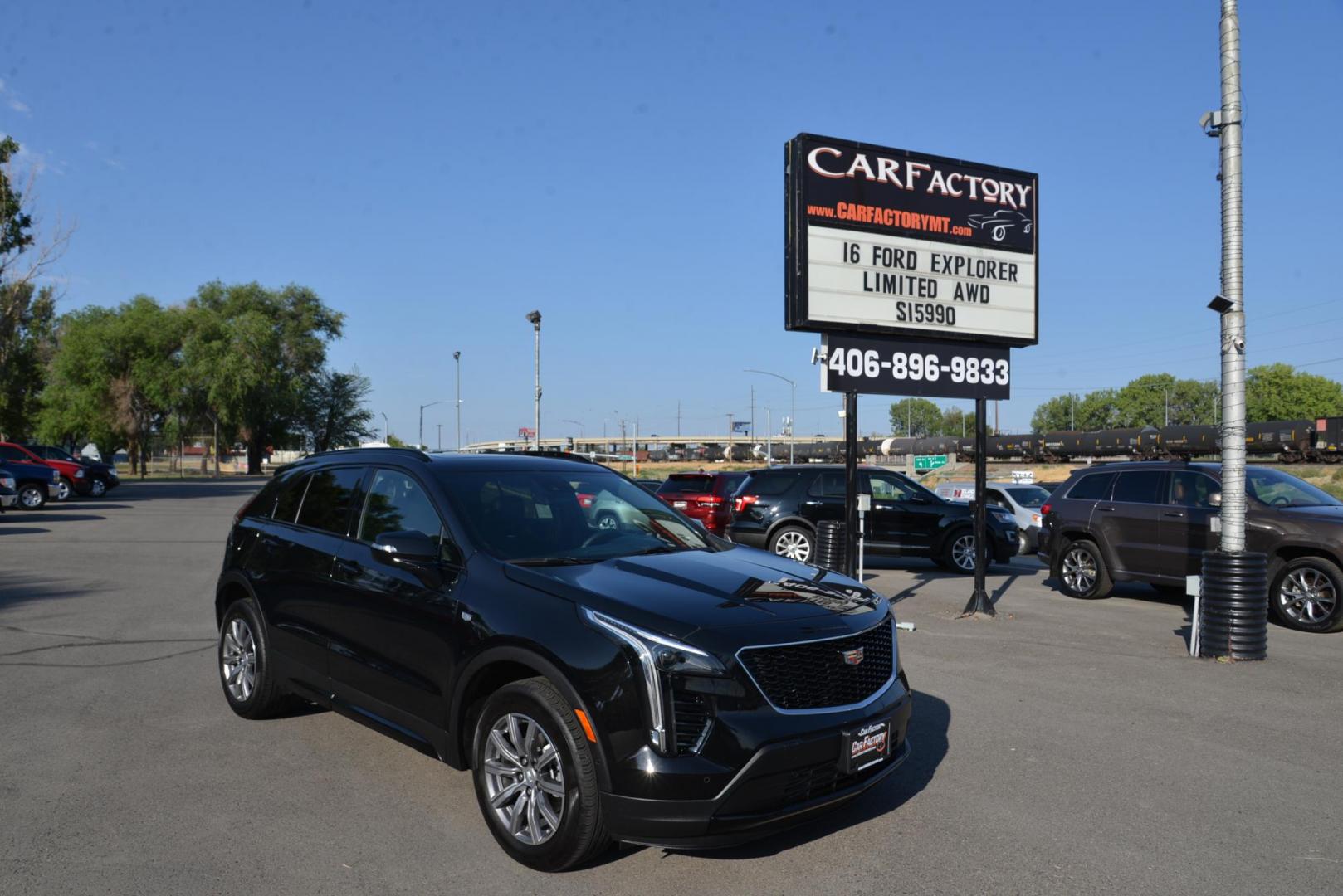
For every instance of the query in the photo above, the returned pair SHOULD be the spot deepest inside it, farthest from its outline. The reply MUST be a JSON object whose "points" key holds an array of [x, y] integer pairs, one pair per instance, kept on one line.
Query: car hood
{"points": [[706, 590]]}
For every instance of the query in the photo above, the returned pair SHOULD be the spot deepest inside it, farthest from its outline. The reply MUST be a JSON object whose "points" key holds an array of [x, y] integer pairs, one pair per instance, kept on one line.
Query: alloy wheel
{"points": [[1079, 570], [793, 546], [963, 553], [239, 660], [1307, 596], [524, 778]]}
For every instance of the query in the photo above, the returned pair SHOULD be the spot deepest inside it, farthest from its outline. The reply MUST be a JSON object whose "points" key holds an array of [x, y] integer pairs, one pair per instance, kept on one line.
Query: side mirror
{"points": [[408, 546]]}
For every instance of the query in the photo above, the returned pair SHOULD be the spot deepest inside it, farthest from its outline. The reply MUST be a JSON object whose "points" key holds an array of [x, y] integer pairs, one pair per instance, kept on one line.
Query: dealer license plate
{"points": [[865, 746]]}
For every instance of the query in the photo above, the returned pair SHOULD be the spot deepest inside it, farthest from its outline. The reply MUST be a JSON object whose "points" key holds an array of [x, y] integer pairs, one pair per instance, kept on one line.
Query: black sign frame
{"points": [[797, 314]]}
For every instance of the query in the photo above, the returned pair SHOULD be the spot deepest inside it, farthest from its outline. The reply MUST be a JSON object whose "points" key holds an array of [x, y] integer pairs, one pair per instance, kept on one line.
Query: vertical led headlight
{"points": [[658, 659]]}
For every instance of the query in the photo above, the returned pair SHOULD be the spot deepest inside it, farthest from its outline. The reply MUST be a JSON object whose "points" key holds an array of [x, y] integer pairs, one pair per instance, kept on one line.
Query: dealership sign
{"points": [[886, 241]]}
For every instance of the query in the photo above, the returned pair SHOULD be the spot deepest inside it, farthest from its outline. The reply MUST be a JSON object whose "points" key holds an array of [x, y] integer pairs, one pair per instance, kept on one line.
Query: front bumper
{"points": [[782, 785]]}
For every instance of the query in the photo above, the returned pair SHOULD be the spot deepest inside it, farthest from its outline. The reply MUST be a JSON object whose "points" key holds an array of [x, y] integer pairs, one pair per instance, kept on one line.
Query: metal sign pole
{"points": [[979, 599], [851, 479]]}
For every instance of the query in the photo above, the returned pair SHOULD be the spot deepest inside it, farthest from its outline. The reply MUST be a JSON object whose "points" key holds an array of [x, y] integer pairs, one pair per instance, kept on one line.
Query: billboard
{"points": [[889, 241]]}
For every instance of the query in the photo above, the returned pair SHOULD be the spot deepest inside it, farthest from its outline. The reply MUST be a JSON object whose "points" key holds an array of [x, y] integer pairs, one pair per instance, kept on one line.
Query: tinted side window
{"points": [[330, 497], [773, 484], [1092, 488], [291, 497], [397, 503], [829, 485], [1138, 486], [1191, 489]]}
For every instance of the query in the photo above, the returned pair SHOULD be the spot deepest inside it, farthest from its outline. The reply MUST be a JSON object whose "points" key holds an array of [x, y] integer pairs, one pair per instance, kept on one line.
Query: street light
{"points": [[421, 445], [457, 356], [535, 319], [793, 421]]}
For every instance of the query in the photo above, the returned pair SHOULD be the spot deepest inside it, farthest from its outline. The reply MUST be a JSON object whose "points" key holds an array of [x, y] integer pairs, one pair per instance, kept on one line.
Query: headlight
{"points": [[658, 657]]}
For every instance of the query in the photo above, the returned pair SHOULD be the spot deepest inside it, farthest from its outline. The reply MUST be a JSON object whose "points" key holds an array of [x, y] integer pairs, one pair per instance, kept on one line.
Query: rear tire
{"points": [[32, 497], [1307, 594], [245, 666], [1082, 571], [535, 778]]}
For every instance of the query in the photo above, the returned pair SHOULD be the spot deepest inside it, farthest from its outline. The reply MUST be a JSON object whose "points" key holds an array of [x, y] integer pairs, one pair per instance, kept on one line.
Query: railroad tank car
{"points": [[1288, 440]]}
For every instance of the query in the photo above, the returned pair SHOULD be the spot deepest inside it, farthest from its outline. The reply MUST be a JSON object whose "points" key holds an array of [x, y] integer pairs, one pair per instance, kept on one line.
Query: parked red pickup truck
{"points": [[77, 477]]}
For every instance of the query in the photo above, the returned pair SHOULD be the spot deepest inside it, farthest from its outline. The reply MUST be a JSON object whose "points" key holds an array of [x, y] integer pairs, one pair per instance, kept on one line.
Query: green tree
{"points": [[252, 353], [334, 410], [115, 375], [1280, 392], [915, 416], [1056, 414], [27, 332]]}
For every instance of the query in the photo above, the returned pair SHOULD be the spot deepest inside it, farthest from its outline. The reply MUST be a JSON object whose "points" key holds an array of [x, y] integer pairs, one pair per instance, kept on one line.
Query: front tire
{"points": [[1304, 594], [245, 665], [1082, 571], [795, 543], [32, 497], [536, 777]]}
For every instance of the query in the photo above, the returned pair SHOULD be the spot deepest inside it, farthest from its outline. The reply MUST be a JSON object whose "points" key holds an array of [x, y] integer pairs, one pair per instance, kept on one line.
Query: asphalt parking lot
{"points": [[1064, 747]]}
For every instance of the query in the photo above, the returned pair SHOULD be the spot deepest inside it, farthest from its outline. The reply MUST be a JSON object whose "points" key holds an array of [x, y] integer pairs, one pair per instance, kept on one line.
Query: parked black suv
{"points": [[645, 683], [778, 509], [1153, 522]]}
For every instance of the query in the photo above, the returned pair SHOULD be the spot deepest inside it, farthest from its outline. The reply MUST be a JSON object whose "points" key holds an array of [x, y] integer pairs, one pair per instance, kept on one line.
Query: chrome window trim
{"points": [[895, 665]]}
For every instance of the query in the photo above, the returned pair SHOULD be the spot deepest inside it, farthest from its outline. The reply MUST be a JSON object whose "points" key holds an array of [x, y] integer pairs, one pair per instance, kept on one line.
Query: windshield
{"points": [[1280, 489], [1029, 496], [562, 516]]}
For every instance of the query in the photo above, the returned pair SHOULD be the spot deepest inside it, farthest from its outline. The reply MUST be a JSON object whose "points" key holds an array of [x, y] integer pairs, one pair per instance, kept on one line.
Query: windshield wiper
{"points": [[555, 562]]}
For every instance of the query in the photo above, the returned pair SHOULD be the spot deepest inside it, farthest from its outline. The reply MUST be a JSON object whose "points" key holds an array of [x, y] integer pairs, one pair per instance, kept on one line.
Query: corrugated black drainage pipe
{"points": [[1233, 614], [830, 546]]}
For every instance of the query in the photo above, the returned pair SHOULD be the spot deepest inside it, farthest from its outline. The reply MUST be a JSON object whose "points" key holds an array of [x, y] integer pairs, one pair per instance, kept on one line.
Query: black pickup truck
{"points": [[32, 485]]}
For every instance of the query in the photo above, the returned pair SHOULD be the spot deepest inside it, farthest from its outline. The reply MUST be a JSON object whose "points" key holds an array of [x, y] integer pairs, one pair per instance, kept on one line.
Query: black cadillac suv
{"points": [[643, 683], [778, 509], [1153, 522]]}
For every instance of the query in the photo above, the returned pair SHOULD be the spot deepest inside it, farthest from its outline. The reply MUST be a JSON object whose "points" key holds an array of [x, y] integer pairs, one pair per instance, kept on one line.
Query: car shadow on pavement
{"points": [[928, 727]]}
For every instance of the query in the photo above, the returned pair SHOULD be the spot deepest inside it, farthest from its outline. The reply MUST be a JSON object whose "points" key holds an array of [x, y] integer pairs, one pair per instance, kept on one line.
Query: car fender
{"points": [[534, 659]]}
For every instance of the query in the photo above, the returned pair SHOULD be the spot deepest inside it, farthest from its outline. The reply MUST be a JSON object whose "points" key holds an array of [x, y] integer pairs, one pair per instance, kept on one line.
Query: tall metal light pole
{"points": [[793, 409], [535, 319], [421, 445], [457, 356]]}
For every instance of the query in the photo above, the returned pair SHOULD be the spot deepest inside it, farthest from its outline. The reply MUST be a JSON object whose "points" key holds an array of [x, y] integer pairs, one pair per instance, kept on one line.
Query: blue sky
{"points": [[437, 171]]}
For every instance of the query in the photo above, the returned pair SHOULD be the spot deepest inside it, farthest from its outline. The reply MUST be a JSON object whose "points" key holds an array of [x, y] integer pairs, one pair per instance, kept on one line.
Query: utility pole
{"points": [[535, 319], [457, 356]]}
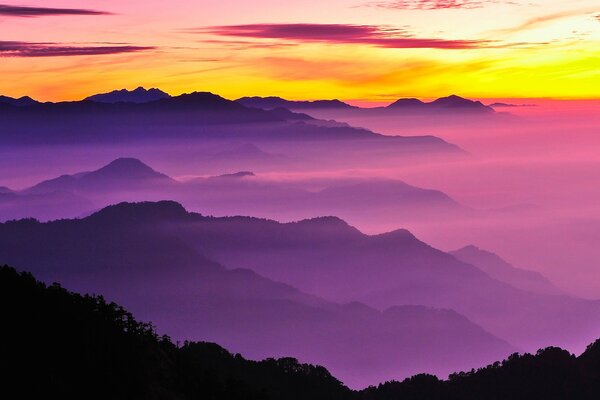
********************
### EXERCISE GOAL
Count the lines in the records that contain the string "front", treating uppercase and lowercase as different. Reply with the number alone.

### ANSWER FOR THIS EXERCISE
2